--- BEGIN ---

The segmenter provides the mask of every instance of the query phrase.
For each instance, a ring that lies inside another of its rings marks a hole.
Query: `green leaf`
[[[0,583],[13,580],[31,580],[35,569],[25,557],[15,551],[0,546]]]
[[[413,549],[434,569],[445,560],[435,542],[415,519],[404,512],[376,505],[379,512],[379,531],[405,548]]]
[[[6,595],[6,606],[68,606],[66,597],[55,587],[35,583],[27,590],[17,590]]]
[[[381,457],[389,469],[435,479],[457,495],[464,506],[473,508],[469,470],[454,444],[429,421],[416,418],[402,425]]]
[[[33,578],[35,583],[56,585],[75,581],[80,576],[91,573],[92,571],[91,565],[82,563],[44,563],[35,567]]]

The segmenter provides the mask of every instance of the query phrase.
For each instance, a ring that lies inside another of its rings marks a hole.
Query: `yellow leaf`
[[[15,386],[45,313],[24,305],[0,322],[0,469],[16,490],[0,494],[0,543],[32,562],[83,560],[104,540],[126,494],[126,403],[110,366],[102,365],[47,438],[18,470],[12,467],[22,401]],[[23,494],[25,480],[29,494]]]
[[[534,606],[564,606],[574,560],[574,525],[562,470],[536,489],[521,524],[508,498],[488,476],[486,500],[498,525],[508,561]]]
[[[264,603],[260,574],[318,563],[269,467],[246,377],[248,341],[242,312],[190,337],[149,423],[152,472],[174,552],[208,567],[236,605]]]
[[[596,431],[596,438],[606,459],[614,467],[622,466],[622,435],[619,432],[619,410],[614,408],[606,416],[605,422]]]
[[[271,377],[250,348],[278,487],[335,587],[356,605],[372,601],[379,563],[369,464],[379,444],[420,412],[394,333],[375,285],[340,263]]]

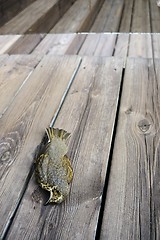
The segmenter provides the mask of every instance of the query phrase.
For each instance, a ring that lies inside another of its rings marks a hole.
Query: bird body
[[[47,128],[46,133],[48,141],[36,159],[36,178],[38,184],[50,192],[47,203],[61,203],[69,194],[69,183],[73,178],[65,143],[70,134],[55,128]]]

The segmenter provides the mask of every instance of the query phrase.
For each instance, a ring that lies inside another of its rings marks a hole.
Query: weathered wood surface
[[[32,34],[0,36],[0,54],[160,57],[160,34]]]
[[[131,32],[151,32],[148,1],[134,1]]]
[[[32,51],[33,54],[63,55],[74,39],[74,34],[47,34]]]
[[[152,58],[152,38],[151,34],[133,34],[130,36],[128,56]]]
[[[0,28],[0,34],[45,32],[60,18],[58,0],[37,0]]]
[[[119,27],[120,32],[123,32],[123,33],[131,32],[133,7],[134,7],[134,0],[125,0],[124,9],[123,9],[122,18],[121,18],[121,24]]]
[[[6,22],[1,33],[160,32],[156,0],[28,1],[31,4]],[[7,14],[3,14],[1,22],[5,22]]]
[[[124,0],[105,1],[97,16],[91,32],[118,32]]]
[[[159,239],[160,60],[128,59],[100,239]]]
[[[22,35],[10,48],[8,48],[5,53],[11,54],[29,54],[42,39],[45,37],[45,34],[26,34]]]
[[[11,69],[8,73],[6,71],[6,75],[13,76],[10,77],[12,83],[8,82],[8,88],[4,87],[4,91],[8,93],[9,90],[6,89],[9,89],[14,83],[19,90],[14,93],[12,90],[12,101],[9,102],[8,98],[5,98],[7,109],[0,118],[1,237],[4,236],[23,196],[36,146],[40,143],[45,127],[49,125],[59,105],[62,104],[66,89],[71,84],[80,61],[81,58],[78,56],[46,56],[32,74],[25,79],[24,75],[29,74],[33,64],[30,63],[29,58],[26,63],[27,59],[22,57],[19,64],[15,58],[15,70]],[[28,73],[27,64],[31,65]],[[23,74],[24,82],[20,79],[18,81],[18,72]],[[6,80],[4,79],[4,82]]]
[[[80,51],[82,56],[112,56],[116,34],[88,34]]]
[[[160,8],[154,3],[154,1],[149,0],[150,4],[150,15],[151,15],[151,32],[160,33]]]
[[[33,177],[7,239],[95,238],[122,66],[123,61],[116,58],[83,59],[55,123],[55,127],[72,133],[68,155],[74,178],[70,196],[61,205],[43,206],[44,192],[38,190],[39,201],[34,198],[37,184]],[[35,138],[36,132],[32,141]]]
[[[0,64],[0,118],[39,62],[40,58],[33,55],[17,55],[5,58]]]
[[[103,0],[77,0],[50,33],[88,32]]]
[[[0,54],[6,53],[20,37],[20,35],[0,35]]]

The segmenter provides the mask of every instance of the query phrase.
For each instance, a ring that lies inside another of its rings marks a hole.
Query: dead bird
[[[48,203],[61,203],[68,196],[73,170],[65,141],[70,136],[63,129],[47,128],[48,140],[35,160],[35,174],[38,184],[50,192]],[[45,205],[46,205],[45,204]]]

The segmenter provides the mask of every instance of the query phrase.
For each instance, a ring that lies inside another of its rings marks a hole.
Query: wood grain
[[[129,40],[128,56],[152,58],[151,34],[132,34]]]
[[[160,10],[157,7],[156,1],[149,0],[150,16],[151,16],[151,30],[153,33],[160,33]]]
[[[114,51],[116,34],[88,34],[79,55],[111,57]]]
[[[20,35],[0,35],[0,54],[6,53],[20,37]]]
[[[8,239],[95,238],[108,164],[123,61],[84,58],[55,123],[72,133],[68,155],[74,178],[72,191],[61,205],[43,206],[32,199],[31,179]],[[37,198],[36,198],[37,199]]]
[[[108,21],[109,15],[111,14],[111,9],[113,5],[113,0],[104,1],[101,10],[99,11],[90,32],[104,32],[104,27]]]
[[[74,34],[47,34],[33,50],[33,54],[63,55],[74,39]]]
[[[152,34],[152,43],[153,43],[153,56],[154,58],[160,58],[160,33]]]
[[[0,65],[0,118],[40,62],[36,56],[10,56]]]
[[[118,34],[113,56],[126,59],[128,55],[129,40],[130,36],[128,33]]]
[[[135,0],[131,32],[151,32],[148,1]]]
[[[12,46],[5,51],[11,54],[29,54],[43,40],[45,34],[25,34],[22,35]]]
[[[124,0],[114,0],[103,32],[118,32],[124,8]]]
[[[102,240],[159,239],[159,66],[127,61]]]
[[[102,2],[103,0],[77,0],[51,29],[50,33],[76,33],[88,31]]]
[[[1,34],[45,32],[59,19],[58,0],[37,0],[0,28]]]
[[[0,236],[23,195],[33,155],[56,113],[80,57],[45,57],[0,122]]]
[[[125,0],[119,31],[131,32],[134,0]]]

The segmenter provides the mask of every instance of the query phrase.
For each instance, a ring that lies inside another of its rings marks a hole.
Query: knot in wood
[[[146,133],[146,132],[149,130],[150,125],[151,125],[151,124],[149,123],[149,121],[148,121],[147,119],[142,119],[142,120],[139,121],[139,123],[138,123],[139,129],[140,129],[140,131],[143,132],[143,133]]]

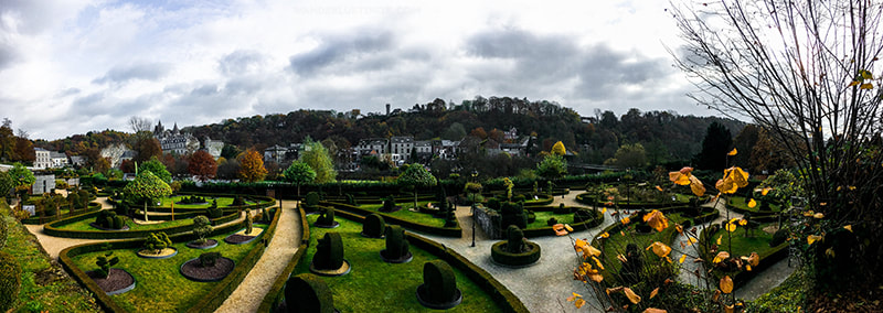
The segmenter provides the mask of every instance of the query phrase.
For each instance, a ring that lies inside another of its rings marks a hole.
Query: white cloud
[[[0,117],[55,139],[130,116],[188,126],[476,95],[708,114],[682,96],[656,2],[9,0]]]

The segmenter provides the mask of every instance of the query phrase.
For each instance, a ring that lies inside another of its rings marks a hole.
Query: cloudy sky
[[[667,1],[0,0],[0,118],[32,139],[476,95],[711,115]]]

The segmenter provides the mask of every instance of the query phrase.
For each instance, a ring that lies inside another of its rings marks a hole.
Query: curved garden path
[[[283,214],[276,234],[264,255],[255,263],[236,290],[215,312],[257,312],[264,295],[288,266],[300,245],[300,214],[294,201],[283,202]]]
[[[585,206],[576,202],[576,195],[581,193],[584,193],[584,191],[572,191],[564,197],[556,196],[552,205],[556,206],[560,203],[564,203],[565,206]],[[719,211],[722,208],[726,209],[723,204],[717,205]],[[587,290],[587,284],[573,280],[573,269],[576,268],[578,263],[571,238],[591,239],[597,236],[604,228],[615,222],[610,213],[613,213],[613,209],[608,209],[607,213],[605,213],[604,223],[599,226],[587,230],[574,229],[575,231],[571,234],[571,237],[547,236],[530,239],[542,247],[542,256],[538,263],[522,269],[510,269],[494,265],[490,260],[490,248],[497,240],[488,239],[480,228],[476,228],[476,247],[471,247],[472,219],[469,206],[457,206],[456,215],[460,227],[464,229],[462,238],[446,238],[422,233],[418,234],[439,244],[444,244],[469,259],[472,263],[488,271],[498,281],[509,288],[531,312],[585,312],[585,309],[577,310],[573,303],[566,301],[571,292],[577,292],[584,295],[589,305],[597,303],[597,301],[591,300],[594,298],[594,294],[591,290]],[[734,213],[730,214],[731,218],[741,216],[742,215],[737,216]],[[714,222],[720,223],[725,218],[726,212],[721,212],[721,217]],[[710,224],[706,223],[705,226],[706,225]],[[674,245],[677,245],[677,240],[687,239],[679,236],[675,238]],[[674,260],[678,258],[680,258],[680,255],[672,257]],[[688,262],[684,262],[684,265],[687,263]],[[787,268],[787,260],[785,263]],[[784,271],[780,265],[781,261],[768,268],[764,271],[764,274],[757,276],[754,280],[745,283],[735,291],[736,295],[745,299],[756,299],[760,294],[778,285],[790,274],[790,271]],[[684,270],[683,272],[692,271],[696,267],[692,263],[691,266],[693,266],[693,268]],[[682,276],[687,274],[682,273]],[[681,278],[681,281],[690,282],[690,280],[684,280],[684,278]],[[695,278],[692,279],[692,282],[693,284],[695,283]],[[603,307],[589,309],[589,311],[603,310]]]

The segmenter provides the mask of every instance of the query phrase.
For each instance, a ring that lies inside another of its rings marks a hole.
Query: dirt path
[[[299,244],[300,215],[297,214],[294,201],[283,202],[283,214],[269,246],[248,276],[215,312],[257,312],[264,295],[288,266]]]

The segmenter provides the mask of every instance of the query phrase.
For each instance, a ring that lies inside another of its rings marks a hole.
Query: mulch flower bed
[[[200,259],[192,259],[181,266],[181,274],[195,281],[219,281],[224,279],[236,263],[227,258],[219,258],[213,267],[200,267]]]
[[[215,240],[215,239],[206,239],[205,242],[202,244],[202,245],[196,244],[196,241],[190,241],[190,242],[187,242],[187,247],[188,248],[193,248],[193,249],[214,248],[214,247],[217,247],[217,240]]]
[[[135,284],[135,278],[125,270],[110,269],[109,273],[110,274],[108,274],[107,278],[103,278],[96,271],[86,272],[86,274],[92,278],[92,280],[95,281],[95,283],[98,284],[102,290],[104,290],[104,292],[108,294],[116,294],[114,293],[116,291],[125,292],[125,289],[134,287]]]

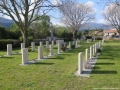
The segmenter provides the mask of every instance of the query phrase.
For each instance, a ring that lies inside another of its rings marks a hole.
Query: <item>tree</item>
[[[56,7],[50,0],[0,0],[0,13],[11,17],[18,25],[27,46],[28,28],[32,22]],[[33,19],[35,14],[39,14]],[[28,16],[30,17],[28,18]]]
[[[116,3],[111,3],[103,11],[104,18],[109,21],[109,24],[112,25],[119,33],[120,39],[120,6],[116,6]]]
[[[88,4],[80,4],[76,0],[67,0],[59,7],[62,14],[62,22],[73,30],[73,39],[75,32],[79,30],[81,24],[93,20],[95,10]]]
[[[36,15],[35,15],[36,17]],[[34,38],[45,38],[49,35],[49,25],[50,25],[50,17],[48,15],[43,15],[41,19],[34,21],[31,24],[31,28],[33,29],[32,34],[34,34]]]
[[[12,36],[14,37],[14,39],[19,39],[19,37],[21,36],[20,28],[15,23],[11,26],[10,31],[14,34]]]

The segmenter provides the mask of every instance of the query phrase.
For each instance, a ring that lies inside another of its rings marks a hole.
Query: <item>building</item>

--- END ---

Pull out each line of the data above that contains the string "path".

Query: curved garden path
Query: dirt path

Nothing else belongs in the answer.